### Written request
Extract every line of the records that contains the string "holding", copying each line in full. Match case exactly.

### Records for the task
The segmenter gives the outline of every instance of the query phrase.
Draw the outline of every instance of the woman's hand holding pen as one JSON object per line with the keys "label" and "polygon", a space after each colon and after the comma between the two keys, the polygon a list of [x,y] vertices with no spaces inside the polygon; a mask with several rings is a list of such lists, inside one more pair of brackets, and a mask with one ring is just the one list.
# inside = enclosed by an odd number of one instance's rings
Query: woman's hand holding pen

--

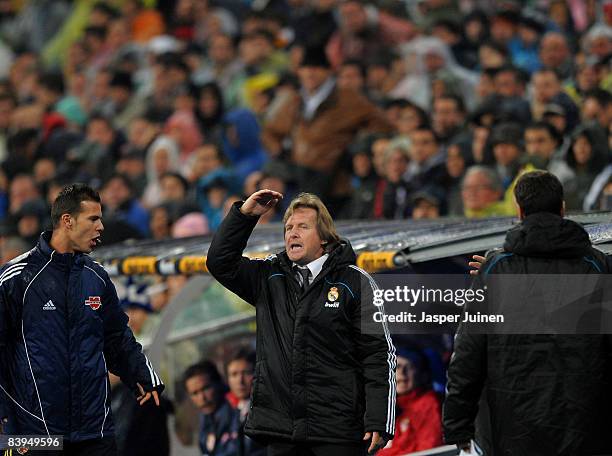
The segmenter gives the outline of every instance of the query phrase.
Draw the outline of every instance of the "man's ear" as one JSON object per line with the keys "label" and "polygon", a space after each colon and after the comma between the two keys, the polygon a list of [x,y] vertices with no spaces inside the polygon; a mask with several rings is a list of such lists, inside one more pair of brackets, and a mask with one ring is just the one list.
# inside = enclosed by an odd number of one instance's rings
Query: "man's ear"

### Result of this exercise
Draw the outline of every instance of the woman's hand holding pen as one JSON object per line with the keys "label" and "polygon", a space after each colon and after the comma between the two keys, the polygon a list of [x,y] vertices with no spaces inside the polygon; a mask with several rings is a list of such lists, inside one more pair of brackets, and a mask with one ring is just the one list.
Query: woman's hand holding pen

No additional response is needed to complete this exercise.